**Text zum Lesen:**
______
Romantische Routen VS normales Auto
Oft werden wir gefragt, ob man unsere schönen Ziele auch mit einem „normalen“ Fahrzeug erreichen kann. Klar, wenn Du inmitten der Sahara campen willst, macht ein 4×4 Antrieb schon Sinn. Aber man muss ganz klar zwischen zwei Dingen unterscheiden: Möchtest Du ein Ziel, wie Ksar Ghilan oder Douz erreichen oder ist Dir das Ziel gar nicht so wichtig – Hauptsache Du hast den spannendsten (= schwierigsten) Strecke dorthin gewählt.
Klar erreicht man die Oasen auch mit einem normalen Auto, die Einheimischen benutzen schließlich auch keine Allradmonster um zum Markt zu fahren. Es kommt nur darauf an, welchen Weg Du nimmst. Zu den meisten Zielen gibt es für jeden einen richtigen Weg.
Ich muss bei solchen Gesprächen häufiger an jemanden denken, den wir vor Jahren auf dem Willytreffen kennenlernten. Der Kerl erzählte uns mit einer unvorstellbaren Selbstverständlichkeit, dass seine letzte Reise mit einem AOK Krankenrollstuhl von Münschen nach Wladiwostok ging. Von München nach Wladiwostok! Im AOK Chopper! Ich bin sicher, er hat dabei auf so mancher Straße mehr erlebt als wir mit unseren „Expeditionsmobilen“ im tiefsten Gelände.
Für mich heißt das: Egal, was Du für ein Fahrzeug hast: Gehe raus und erlebe Deine Abenteuer! Plane Deine Strecken nach den Möglichkeiten Deines Gefährts oder danach, wie gut Du zu Fuß unterwegs bist – aber geh raus und erlebe etwas. Nutze Deine Zeit, sammle Erfahrungen, lerne Neues. Sei nicht leichtfertig oder blauäugig und reise mit gesundem Menschenverstand. Das eigentliche Ziel liegt derweil nicht auf einer Landkarte. Aber auf dem Weg dahin liegt die Erfüllung Deiner Sehnsucht nach Freiheit und dem Finden dessen, was für Dich persönlich zählt.
______
**Arbeitsanweisung:**
Greifst du den Text über Reiseziele mit normalem Auto nach seinem letzten Satz auf und schreibst ihn weiter? Die Datensätze haben mit dem Text nichts zu tun.

Daten zu Referenzausdrücken:
______
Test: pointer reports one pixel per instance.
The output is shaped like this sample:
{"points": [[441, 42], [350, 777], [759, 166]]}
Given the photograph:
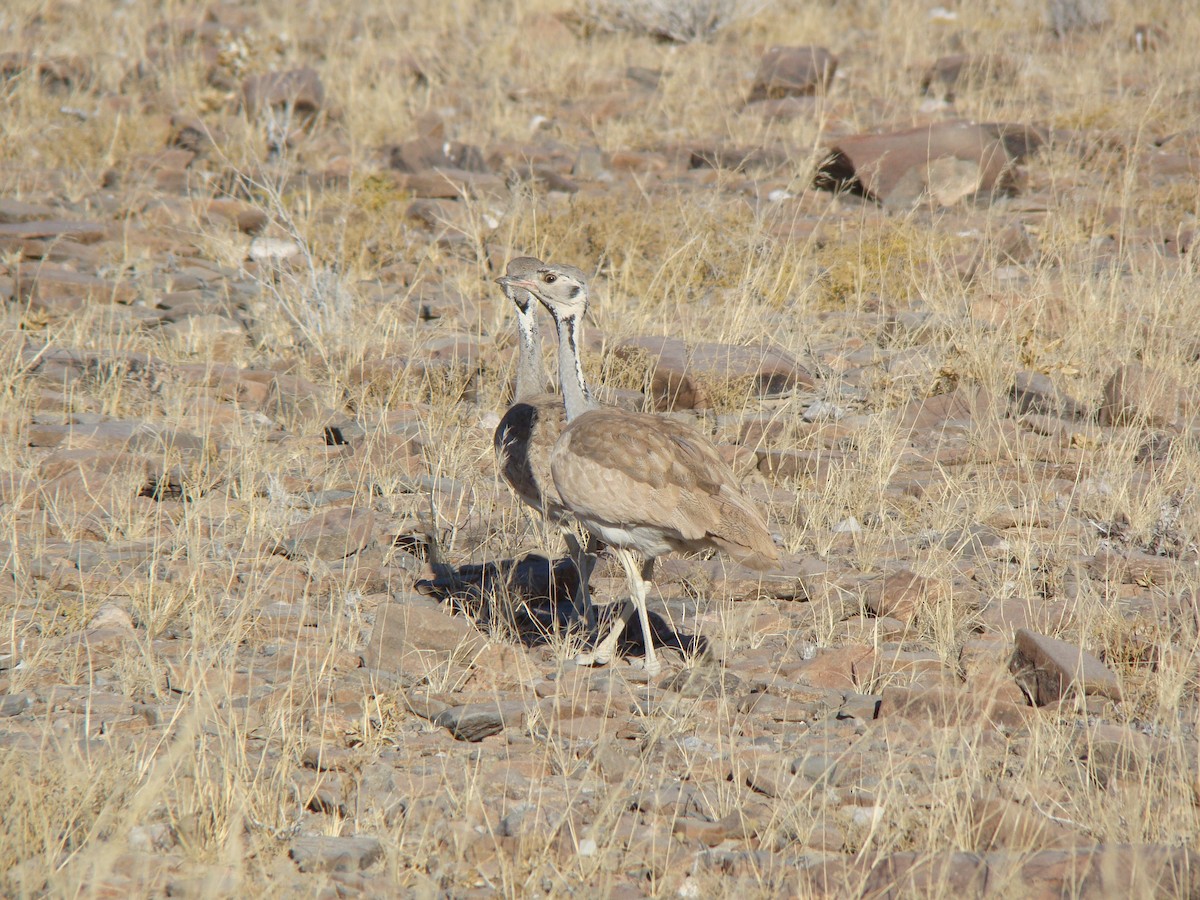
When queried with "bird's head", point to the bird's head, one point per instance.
{"points": [[521, 268], [563, 289]]}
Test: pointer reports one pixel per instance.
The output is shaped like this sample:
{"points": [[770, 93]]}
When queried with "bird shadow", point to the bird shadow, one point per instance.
{"points": [[529, 599]]}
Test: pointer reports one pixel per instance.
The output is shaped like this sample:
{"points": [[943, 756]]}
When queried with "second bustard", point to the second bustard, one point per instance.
{"points": [[636, 480], [529, 429]]}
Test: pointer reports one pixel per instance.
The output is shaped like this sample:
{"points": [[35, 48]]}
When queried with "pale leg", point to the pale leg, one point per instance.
{"points": [[585, 562], [641, 585]]}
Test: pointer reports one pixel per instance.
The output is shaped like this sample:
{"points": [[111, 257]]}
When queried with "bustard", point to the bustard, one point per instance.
{"points": [[527, 433], [636, 480]]}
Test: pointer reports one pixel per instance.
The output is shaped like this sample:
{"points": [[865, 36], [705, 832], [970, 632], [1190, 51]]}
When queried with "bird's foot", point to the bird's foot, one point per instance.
{"points": [[652, 667], [593, 658]]}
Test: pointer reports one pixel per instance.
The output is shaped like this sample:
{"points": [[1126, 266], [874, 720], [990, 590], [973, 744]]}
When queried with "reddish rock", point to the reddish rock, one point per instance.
{"points": [[948, 706], [1049, 669]]}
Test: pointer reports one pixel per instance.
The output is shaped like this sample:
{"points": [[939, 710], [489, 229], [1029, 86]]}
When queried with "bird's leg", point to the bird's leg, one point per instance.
{"points": [[585, 562], [640, 582]]}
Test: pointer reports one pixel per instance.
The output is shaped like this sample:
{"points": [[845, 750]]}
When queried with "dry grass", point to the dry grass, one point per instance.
{"points": [[225, 695]]}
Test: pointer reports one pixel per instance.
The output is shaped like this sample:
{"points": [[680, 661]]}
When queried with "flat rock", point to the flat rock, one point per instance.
{"points": [[1139, 395], [904, 594], [475, 721], [418, 635], [329, 853], [300, 90], [961, 71], [791, 72], [900, 167], [431, 154], [37, 229], [334, 534], [1049, 669], [694, 377], [58, 289], [1035, 393]]}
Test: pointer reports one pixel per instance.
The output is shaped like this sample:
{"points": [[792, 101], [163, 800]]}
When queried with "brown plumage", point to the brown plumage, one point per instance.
{"points": [[637, 481], [619, 471]]}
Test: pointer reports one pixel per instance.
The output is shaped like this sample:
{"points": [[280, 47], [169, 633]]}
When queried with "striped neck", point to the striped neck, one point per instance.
{"points": [[576, 396], [531, 376]]}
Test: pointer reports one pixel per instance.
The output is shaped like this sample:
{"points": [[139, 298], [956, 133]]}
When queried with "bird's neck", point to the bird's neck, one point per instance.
{"points": [[531, 376], [576, 396]]}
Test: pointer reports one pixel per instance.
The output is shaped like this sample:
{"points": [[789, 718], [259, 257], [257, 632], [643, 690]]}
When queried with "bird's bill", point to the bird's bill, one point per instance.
{"points": [[513, 281]]}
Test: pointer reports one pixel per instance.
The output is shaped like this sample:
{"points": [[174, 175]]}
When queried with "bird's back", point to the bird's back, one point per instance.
{"points": [[651, 478]]}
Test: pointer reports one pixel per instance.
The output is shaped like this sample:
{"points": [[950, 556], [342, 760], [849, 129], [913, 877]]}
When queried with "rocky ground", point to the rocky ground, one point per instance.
{"points": [[271, 622]]}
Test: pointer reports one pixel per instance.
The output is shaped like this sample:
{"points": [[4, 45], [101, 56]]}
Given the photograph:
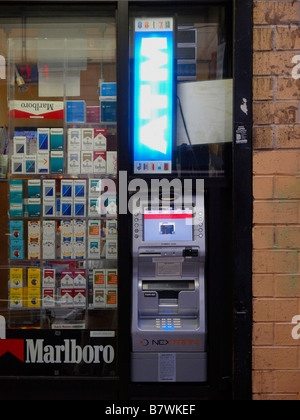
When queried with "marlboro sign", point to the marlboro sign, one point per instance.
{"points": [[49, 110]]}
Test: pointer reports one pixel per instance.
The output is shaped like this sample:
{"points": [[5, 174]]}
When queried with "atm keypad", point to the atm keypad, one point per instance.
{"points": [[168, 323]]}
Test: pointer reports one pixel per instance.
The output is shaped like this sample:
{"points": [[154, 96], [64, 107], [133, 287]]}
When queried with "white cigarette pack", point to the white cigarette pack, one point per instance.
{"points": [[74, 139], [87, 163], [87, 139]]}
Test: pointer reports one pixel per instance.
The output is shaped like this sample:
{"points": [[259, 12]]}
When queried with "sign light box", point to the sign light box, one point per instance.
{"points": [[153, 96]]}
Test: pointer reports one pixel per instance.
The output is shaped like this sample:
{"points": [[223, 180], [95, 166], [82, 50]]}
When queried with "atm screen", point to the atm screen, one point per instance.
{"points": [[168, 225]]}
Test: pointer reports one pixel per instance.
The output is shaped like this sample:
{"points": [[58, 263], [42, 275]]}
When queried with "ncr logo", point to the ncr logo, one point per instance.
{"points": [[15, 347]]}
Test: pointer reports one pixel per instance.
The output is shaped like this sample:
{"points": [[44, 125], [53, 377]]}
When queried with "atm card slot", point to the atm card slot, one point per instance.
{"points": [[171, 285]]}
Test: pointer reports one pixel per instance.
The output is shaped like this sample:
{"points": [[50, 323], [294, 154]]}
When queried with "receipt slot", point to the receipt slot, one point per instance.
{"points": [[168, 293]]}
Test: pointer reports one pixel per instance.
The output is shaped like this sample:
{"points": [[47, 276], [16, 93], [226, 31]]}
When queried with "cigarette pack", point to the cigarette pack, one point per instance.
{"points": [[34, 278], [87, 139], [100, 141], [48, 298], [49, 207], [99, 298], [87, 162], [111, 249], [67, 231], [112, 278], [74, 162], [112, 163], [111, 206], [49, 277], [16, 298], [34, 207], [79, 278], [94, 229], [30, 164], [57, 162], [94, 207], [80, 207], [80, 188], [66, 208], [57, 139], [111, 228], [16, 210], [49, 189], [74, 139], [17, 164], [16, 229], [16, 249], [79, 297], [67, 251], [34, 251], [34, 188], [20, 145], [67, 297], [16, 191], [79, 250], [33, 298], [49, 228], [99, 162], [43, 139], [79, 229], [67, 186], [67, 279], [111, 298], [99, 276], [16, 278], [34, 231], [94, 251], [43, 159], [49, 250], [94, 187]]}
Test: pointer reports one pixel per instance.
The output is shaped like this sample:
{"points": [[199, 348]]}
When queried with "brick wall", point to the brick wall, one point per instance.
{"points": [[276, 184]]}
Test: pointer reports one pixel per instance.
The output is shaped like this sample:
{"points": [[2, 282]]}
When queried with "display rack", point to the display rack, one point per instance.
{"points": [[63, 211]]}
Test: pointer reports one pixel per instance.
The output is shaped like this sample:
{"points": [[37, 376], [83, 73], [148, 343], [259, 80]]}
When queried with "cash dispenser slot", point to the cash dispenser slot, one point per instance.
{"points": [[173, 297], [170, 285]]}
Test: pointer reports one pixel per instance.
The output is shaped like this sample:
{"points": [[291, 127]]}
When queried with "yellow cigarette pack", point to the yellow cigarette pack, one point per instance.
{"points": [[33, 298], [34, 278], [16, 298], [16, 277]]}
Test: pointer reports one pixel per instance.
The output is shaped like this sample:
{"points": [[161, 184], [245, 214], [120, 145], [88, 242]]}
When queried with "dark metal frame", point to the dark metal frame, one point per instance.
{"points": [[228, 381]]}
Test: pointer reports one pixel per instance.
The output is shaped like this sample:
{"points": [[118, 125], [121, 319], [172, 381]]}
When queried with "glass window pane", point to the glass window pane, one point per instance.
{"points": [[202, 92], [58, 127]]}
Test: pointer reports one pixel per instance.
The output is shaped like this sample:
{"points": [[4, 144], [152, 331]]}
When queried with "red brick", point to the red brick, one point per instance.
{"points": [[288, 137], [287, 89], [278, 212], [273, 63], [275, 261], [263, 187], [275, 13], [286, 381], [287, 187], [263, 137], [263, 237], [287, 237], [275, 358], [263, 285], [263, 89], [279, 162], [287, 286], [263, 334], [263, 39]]}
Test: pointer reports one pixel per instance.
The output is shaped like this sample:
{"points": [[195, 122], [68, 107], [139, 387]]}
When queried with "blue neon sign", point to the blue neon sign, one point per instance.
{"points": [[153, 100]]}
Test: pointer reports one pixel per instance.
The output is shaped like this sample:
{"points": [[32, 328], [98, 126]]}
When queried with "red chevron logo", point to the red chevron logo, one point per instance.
{"points": [[15, 347]]}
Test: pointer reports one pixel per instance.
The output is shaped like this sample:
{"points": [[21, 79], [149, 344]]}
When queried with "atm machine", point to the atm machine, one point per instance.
{"points": [[168, 292]]}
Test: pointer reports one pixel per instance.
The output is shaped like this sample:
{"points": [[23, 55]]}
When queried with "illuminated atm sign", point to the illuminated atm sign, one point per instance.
{"points": [[153, 96]]}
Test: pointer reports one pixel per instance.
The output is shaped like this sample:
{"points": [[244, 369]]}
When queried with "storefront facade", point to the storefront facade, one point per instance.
{"points": [[100, 102]]}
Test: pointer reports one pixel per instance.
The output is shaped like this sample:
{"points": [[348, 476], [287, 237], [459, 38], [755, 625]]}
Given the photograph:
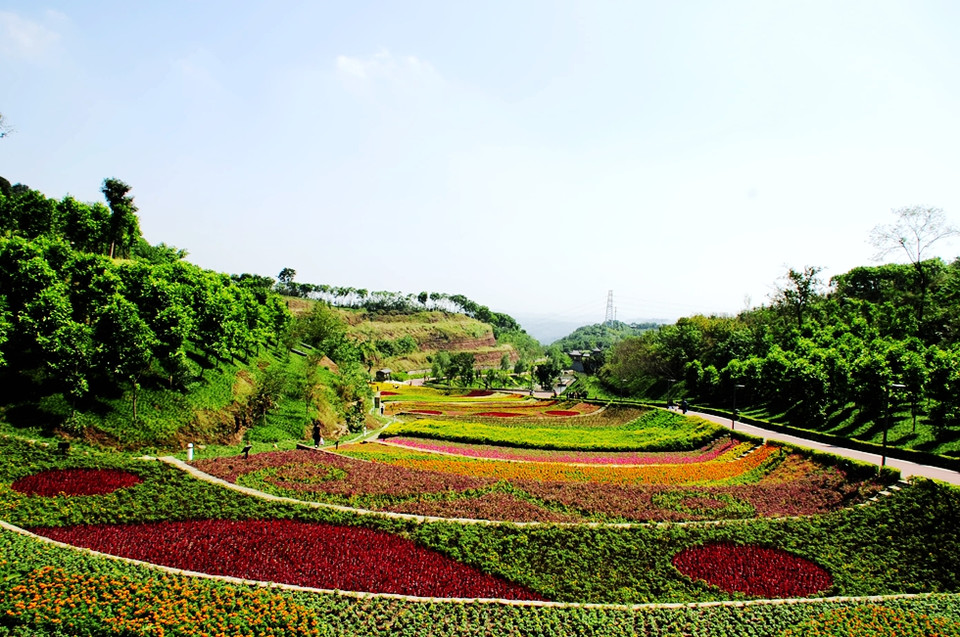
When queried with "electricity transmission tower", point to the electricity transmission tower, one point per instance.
{"points": [[610, 316]]}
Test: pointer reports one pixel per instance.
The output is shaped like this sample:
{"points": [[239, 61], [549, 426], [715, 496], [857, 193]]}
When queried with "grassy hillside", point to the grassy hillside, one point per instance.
{"points": [[406, 341]]}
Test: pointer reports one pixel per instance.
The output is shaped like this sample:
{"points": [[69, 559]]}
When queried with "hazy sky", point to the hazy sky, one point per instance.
{"points": [[530, 155]]}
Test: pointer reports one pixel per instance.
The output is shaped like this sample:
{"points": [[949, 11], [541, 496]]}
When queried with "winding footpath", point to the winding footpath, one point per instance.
{"points": [[906, 467]]}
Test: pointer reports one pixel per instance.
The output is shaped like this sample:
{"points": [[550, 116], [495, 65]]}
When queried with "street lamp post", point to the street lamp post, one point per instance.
{"points": [[886, 427], [733, 419]]}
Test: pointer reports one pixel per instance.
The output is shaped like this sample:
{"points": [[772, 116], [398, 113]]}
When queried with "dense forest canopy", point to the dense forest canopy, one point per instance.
{"points": [[87, 304]]}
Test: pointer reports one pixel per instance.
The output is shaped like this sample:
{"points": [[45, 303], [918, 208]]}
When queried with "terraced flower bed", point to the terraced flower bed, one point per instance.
{"points": [[56, 591], [75, 482], [292, 552], [792, 486], [904, 543], [724, 468], [495, 452], [757, 571]]}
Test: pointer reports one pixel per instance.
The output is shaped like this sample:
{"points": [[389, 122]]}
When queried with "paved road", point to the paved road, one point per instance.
{"points": [[906, 467]]}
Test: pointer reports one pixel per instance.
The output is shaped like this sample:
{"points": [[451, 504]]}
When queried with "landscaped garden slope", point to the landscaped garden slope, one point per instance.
{"points": [[781, 485], [48, 589], [902, 543]]}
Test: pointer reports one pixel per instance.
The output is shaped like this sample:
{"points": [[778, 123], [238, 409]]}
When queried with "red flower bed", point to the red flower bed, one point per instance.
{"points": [[292, 552], [75, 482], [754, 570]]}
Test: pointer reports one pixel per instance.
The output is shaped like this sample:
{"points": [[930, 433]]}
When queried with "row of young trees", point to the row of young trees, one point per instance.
{"points": [[817, 349], [393, 302], [75, 319]]}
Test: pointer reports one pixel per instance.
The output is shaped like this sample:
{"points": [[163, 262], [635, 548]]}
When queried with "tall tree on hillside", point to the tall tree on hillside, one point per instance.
{"points": [[915, 230], [124, 224], [5, 128], [800, 289]]}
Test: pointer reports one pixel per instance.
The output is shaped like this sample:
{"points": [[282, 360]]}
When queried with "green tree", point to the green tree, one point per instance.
{"points": [[85, 226], [124, 228], [441, 365], [800, 289], [547, 373], [915, 231], [125, 344]]}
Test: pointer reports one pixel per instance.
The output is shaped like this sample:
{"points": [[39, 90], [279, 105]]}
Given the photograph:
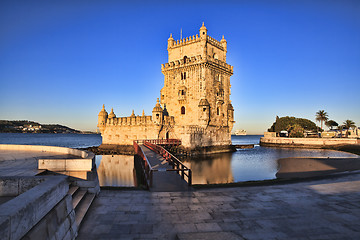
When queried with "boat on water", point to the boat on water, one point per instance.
{"points": [[240, 132]]}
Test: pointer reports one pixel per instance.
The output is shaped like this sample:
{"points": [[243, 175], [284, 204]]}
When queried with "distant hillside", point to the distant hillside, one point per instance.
{"points": [[24, 126]]}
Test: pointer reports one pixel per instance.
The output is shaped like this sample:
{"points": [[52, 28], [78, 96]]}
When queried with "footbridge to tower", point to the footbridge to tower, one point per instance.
{"points": [[161, 170]]}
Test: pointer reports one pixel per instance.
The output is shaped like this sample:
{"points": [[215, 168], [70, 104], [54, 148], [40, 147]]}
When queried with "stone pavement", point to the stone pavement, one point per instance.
{"points": [[321, 209]]}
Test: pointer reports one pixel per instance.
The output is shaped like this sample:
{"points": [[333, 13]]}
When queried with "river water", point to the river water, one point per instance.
{"points": [[258, 163]]}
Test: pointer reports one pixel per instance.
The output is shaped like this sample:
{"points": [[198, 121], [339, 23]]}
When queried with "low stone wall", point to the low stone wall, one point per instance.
{"points": [[75, 152], [44, 211], [14, 186], [305, 142], [85, 162]]}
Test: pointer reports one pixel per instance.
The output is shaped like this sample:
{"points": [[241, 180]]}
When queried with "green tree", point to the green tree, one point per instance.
{"points": [[296, 131], [321, 116], [331, 123], [284, 123], [347, 125]]}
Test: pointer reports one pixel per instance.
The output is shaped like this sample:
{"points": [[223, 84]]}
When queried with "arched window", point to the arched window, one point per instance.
{"points": [[182, 110]]}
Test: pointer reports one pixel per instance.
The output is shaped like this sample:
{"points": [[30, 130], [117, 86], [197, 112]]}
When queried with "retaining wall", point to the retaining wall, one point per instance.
{"points": [[306, 142], [76, 152], [85, 162], [42, 212]]}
______
**Lösung zur Aufgabe:**
Verzögerte Abfahrt
Als wir los wollen erfahren wir, dass es noch etwas dauern wird. Der niedrige Luftdruck und eine Schräglage haben dem Zetros einen Reifen von der Felge gezogen. Der 13tonner hängt mit Schlagseite in einer Senke. Das Rad zum Wechseln auszugraben könnte ihn kippen lassen. In Gedanken richte ich mich bereits für den Rest der Woche an diesem schönen Fleckchen Erde ein. Doch was haben wir auf dieser Tour gelernt: Erfahrung ist durch nichts zu ersetzen, außer durch noch mehr Erfahrung. Und so ist es gut, dass wir Tobi mal wieder aus unserem Staufach für Notfälle holen können.
Klar, hier gehörte eine gehörige Portion Glück dazu, dass es tatsächlich so einfach klappte – doch genau so zu graben, dass der LKW stabil blieb und der Reifen die Möglichkeit hatte, durch aufpumpen von selbst wieder auf die Felge zu springen, das war schon gekonnt! Die Bergung, die am Ende hätte Tage dauern können, brauchte so nicht einmal eine Stunde Zeit. Wow.
Ich werde also doch noch den morgigen Markt in Douz erleben können, darauf hatte ich mich gefreut.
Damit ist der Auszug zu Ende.